### What is required
Which two kinds of offering does the Leviticus 14 commentary say are required for cleansing?

### Text excerpt
══════════════════════════════

Leviticus 14 Commentary: Cleansing from skin diseases.
The cleansing process is detailed here for anyone suffering from a skin disease. At this point the picture given is that this man is no longer sick and must be integrated back into the community.
Again we see a requirement for both sin and burnt offerings. A burnt offering is usual. With every burnt offering man is reconnecting back to God. It’s like a son reporting back from duty and enjoying the company of the LORD. It’s the sin offering which is interesting here. What is sinful about a man getting a skin disease? It’s a picture of the LORD’S view of sickness. The LORD hates sickness and doesn’t want man to suffer from it. It shouldn’t happen. It is like something foreign has happened to man from which he must come out.
Though sickness happens to one without invitation, the victim isn’t entirely innocent. Long before the victim was born sin entered the world and so did sickness, all at the initiative of man. So man is to blame for sickness. The sin offering is in order. But the complicated process for cleansing leaves us sweating!
While the rituals of cleansing are going on we notice a combination of medical procedures. We have complete shaving, washing of both self and clothes, and a complete repeat of some of the medical processes to ensure complete healing. There is some kind of a medical review process.
Similar processes are detailed for a mold. Interestingly the LORD says, “if I cause mold”. We are talking about a problem that the LORD allows to happen. There is still a process for such problems. You would think it is easier for the LORD to simply stop it or prevent it from happening in the very first place. But the LORD is lord of creation and we don’t know all things. What we have are instructions and principles for our day-to-day living.

══════════════════════════════

### Provided material
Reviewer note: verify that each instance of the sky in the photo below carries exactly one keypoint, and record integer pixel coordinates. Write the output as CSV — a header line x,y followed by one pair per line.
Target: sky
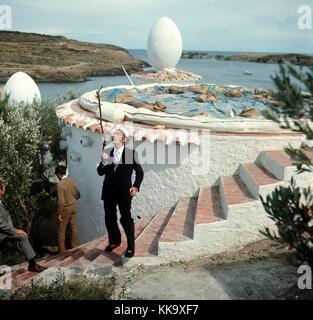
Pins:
x,y
218,25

══════════════════════════════

### Answer to this task
Sin offerings and burnt offerings.